**Data items**
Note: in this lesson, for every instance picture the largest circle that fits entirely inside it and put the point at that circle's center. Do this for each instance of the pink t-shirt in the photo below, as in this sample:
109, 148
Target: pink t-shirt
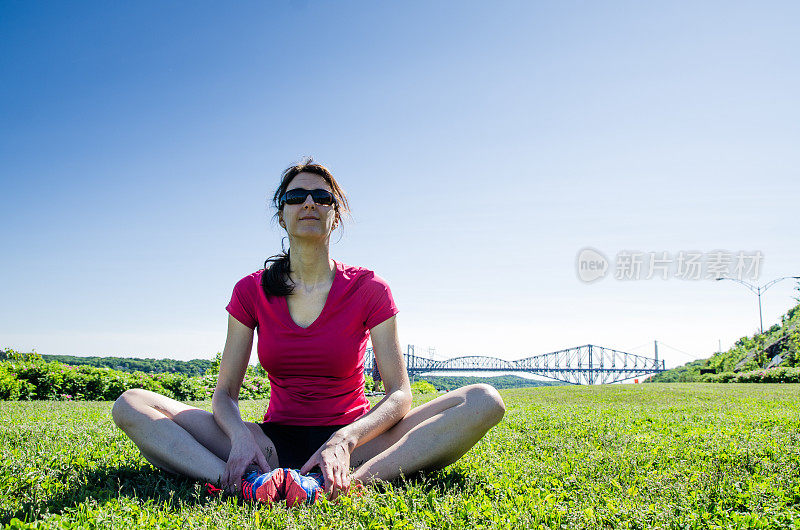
316, 373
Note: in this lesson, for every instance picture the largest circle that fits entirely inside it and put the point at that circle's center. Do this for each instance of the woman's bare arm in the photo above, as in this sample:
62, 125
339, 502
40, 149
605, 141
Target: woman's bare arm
225, 405
333, 458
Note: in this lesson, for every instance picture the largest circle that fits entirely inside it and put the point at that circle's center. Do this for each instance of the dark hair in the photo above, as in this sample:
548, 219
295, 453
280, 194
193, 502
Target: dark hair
275, 280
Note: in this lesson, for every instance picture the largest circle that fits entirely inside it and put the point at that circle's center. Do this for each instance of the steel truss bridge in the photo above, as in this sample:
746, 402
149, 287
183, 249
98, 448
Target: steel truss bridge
581, 365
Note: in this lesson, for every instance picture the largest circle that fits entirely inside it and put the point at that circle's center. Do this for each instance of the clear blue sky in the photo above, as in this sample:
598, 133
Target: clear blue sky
482, 145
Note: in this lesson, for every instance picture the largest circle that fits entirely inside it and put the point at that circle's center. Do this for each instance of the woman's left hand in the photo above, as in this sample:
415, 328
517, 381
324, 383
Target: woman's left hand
333, 459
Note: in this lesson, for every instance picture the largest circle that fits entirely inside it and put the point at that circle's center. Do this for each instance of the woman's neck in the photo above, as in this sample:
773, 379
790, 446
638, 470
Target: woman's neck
310, 264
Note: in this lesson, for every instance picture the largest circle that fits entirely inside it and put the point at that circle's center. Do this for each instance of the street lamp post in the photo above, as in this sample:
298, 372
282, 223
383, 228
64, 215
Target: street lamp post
758, 290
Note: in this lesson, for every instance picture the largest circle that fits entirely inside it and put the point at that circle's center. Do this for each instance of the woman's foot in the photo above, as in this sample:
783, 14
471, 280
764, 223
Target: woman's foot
268, 487
302, 489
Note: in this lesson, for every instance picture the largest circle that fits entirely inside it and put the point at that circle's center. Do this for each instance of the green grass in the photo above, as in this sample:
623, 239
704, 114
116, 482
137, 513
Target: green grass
636, 456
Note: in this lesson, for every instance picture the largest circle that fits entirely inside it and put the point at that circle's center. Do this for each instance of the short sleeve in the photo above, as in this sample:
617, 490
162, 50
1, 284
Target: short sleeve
378, 302
241, 306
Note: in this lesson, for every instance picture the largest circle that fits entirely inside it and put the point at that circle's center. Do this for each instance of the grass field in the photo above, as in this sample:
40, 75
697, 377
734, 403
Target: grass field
635, 456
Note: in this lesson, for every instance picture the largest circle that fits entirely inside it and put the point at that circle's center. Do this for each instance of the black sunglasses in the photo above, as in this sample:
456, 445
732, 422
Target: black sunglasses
298, 196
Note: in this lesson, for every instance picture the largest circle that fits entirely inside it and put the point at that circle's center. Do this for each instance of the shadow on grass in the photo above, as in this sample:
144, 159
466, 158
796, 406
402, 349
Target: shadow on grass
444, 481
134, 481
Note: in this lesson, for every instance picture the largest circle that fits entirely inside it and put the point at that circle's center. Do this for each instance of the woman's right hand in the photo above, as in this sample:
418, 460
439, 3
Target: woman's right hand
245, 453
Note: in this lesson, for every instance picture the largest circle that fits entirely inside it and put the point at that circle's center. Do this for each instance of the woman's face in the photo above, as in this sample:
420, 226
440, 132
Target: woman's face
308, 219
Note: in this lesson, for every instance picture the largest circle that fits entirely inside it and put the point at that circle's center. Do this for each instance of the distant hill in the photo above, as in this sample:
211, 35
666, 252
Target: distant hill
448, 383
194, 367
777, 346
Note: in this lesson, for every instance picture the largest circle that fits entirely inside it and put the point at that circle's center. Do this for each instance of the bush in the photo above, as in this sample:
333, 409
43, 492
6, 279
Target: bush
27, 376
422, 387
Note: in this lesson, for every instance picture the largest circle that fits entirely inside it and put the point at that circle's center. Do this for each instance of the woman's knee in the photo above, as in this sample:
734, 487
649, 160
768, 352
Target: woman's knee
486, 401
127, 405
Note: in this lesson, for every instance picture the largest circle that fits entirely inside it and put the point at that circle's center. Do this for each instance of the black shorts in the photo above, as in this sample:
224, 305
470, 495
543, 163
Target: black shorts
296, 443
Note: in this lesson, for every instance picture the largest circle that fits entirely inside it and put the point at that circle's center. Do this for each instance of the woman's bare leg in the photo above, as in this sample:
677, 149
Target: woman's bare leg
431, 436
178, 438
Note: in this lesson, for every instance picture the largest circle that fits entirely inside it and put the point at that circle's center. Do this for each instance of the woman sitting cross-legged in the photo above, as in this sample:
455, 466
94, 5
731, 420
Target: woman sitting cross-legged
314, 316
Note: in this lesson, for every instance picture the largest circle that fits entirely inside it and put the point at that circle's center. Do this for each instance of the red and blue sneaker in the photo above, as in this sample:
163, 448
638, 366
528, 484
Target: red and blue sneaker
268, 487
302, 489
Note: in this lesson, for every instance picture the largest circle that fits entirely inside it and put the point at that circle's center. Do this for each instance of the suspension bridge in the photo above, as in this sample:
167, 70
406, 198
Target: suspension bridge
581, 365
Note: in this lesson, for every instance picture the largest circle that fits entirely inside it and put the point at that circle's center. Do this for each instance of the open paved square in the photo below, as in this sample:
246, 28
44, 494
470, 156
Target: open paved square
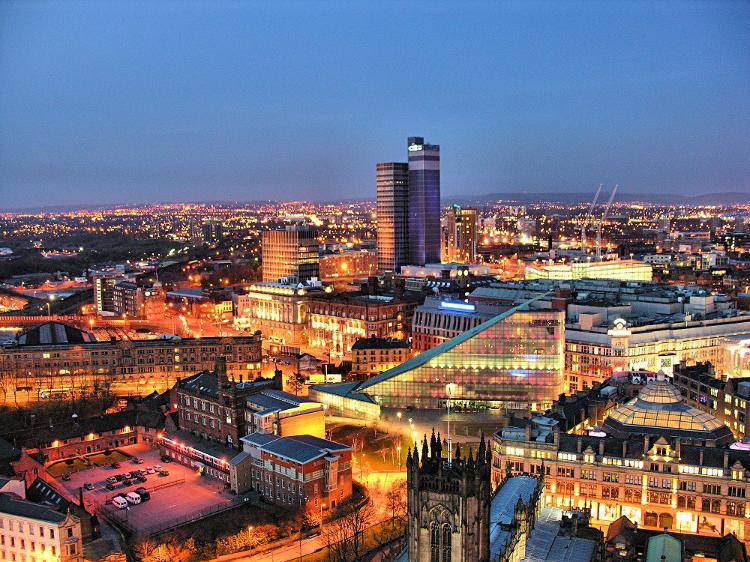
175, 498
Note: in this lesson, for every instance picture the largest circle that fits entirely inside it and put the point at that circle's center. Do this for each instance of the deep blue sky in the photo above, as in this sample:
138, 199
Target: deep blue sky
162, 101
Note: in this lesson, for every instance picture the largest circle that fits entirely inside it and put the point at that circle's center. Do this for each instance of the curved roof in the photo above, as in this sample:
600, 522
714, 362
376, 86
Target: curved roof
659, 407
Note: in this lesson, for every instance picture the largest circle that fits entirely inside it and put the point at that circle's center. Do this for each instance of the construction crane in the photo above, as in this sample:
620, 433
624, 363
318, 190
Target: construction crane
604, 217
587, 217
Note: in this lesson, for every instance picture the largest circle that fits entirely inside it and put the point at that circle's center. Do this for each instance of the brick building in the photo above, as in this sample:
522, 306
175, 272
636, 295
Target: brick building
300, 473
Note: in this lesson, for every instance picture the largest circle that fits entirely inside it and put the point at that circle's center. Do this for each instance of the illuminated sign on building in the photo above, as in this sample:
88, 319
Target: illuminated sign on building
459, 306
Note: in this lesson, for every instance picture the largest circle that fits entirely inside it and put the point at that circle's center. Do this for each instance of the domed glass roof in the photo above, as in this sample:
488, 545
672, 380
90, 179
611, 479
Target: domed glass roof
659, 405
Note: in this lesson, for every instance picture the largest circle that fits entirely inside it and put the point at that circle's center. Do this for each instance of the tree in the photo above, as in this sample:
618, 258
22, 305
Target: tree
395, 499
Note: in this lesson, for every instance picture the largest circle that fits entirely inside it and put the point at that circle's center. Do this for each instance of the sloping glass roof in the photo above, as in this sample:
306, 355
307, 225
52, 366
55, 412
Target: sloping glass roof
659, 405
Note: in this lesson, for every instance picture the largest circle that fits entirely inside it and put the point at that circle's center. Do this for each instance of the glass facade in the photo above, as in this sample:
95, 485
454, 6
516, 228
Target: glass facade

**WHAT IS EXPECTED**
Repeat all entries exactly, pictures excluded.

**SOLUTION FOR THIS TASK**
Note: in this lesson, for every instance picture the largest circle that fits entirely inside it and put the point at that circle's center. Do this for each instance of the pink t-shirt in the photo below, as in this sample:
109, 148
Target: pink t-shirt
316, 373
Note: in this lesson, for every instance picture the largest circle that fits entirely inside it and put the point at that circle's center. Do this for each instance of the woman's bare arm in the photo above, as in this sample:
62, 125
339, 502
40, 149
605, 141
Target: woman's bare arm
225, 405
333, 458
Note: in this lesson, for every instance picture the largest circle that fits entirely inside it and put the point at that circle's center. Do this for each instance of the dark hair in the photo above, as in this sample:
548, 219
295, 453
280, 194
193, 502
Target: dark hair
275, 280
Note: in this lesson, for every instance picture the largest circle that fits entirely inside it and put the point at that circle's center. Do this for each instance of the steel truss bridge in the photo above, as in this sample:
746, 402
149, 287
183, 249
98, 448
Target: steel truss bridge
581, 365
Note: in this lesson, for every instance picture the largest circle that fits entirely inside it and put the point at that circle's center. Do this for each instance of the clear blue sky in the photo above, as in this sample:
598, 133
Target: clear blue sky
482, 145
Note: in this lesson, for every instance picture the largest circle that fits entirely inside it and put the point at that circle's center. Do this for each instance of the woman's left hand in the photo above, as in this sample:
415, 328
517, 381
324, 383
Target: woman's left hand
333, 459
Note: in this lesson, for every instance picture the largest circle that fits entirely inside it and put the point at that circle's center. Do this for each instance of the woman's neck in the photo above, as in this sample:
773, 379
790, 446
638, 470
Target: woman's neck
310, 264
Note: in this lesson, for every instance picture the largest circle that fits entirely inside it and put the point at that circle's center. Do this for each instance of the street lamp post in the photo above, as in this sample:
298, 372
282, 223
383, 228
64, 215
Target: street lamp post
758, 290
Note: in this lesson, for every instance picture the largest circle that fits entirely inside it and put the point at that circle's center. Do this for each instance of the woman's foot in the photo above, as in this sample:
783, 14
471, 280
764, 223
Target: woman's foot
268, 487
302, 489
Note: in this lesson, for every instance picture the largest circle that fits entirely inside it and put the point at that circle's center. Do this for each instance of the green grass in the photo above, as in this sample:
623, 239
704, 114
116, 482
137, 513
Target: green grass
636, 456
Note: in this lesson, for every instance picture the largest circle that fits entirely inside it and put the point at that circle's center. Do this for each instance of the short sleeve in the photo above, as in this sample:
617, 490
162, 50
1, 284
Target: short sleeve
378, 302
241, 306
Note: in this lesson, for every instance picture the largest circle that fits entirely inside it and put the point at that circle's center. Do this for each instance of the grass field in the photo above, as in this sample:
40, 75
697, 377
734, 403
Target: grass field
635, 456
Note: in this lesson, for every instance picture the largest circle that fits entirely inside it and put the point at that circle's center. Do this for each instance of the black sunglasses in the photo above, as in this sample:
456, 445
732, 422
Target: black sunglasses
298, 196
Note: in this lesson, for every instance picture the largest circle that fits entirely inside it and put the point at that circle's center. Do this for each instance of the shadow on grass in the photo above, as in this sample:
144, 159
466, 158
796, 406
402, 349
Target: shadow on grass
444, 481
134, 481
Note: in this lesson, for every instance picture the largest circle that fits entirely inside it and put the point at that circle's center. Do this for each instance of the woman's right hand in the photo above, as in this sample:
418, 460
439, 3
Target: woman's right hand
245, 453
Note: in this lesson, for every instance picture the largest circle that fits entirely inside it and put the point at that circle's center. Do this for each instance of the woman's face in the photo above, as in this sample:
420, 226
440, 132
Target: woman's face
308, 219
Note: in this lesson, for every instance picture the largest circle that fits entirely inside it and put the point at that circle's center. Do this for each instance of the distant hill in the photo above, as in this sample:
211, 35
666, 252
Target: distant hill
448, 383
194, 367
777, 346
Note: in this lesson, for every instance picture the largest circle that fits entirely inside it and put the point at that circle's center. Do this for each instance of the bush in the photo above, as in this sample:
333, 409
43, 492
6, 279
Target: bush
27, 376
422, 387
Note: in this lesson, for every instance picture the largest circle that fits entirely inside it and put the point at that circle's center. Do this for each instance of the woman's knee in the photo above, as in this sample:
734, 487
649, 160
768, 352
Target: woman's knee
486, 401
127, 405
Note: in this lesson, for every instance picture the largest circle that fits entirely inside it and put the point at that circle's center. Do this for each instance of the black shorts in the photo above, as in this sample:
224, 305
470, 495
543, 163
Target: black shorts
296, 443
Note: in this lesson, for every instance picture the largest circle that fits entirely inside it and put the point at that circle's center. Do this for each instance of the woman's bare leg in the photo above, as in this sample:
677, 149
Target: woman's bare leg
431, 436
178, 438
Note: in this lesson, for every instance picture the largest circle that fits entirely inside it and put the point at that circle's center. Do this for each instance of the woman sitting cross-legged in the photo above, as in this sample:
455, 466
94, 5
731, 420
Target: woman sitting cross-legged
314, 316
Note: in this lesson, for every instance picture the largest circle that fits entirely inside it and put the point at that circle's center. Do this for each instance of the red and blue sneaker in the photo above, as in this sample:
163, 448
638, 366
528, 484
Target: red and blue sneaker
268, 487
302, 489
Note: in this lesson, for every instance picture the largest circle that fits entirely inside it and put the point at that circle's center. Do this for each instance of the suspension bridge in the photo above, as in this sample:
167, 70
406, 198
Target: suspension bridge
581, 365
Note: in this lesson, for every instance picture the largest circle that fits entirely inside it and put the point at that circle's center. Do this for each instance of the open paved square in the photo below, as in this sample:
246, 28
44, 494
470, 156
Target: open paved square
175, 498
Note: in this lesson, for every instance picture the largest circle that fits entirely inside it and put the point at that circle's center. Do this for each instance of the deep blue sky in the photo above, as in this sample:
138, 199
Target: deep blue sky
162, 101
Note: in this lesson, for every instance picture the largest circle that fits entirely inside it and put the point at that circle's center. Do this for each instance of the curved roof in the photo above, as in this sample:
600, 522
714, 362
376, 86
Target: curved roof
659, 407
Note: in this lesson, for every instance picture the largest circle that fits entirely inside it and put the point at that circle's center. Do this for each instance of the construction crane in the photo above, as in this sample:
620, 433
624, 363
318, 190
Target: construction crane
604, 217
587, 217
Note: in this lesson, for every instance picture the largest circle that fits entirely inside it and put the point at that circle's center. Do this for each instance of the brick building in the photo above, as in this sample:
522, 306
175, 272
636, 295
Target: brick building
300, 473
Note: in this lesson, for every instance picture the largest circle that fits entirely inside it and put the point at that circle's center. Do this for each instance of the illuminated sign on building in the photo above, as in this sample:
88, 319
Target: illuminated sign on building
459, 306
Note: in this lesson, for every instance picture the largest circle that fits entirely inside it and put the point at that circle's center. Do this for each instance of the domed glass roof in the photo above, as in this sample:
488, 545
672, 380
90, 179
611, 479
Target: domed glass roof
659, 405
Note: in this lesson, for every instance picture the largest circle that fits entirely inside it and put the point at that circle's center. Do this for each instance of the tree in the photo above, as in this sample:
618, 258
22, 305
Target: tree
395, 499
Note: in this lesson, for every instance picture the largest circle that fits entirely inside it and put the point at that circle's center. Do this for each instance of the sloping glass roof in the photo above, as in this sample:
306, 355
307, 225
52, 366
55, 412
Target: sloping glass roof
659, 405
Note: in this lesson, for every instance picture the largest circle that fits entirely inside it and put the point at that circle's center. Do this for each instance of the glass facade in the photo above, as in this sample:
95, 485
454, 6
516, 228
Target: glass facade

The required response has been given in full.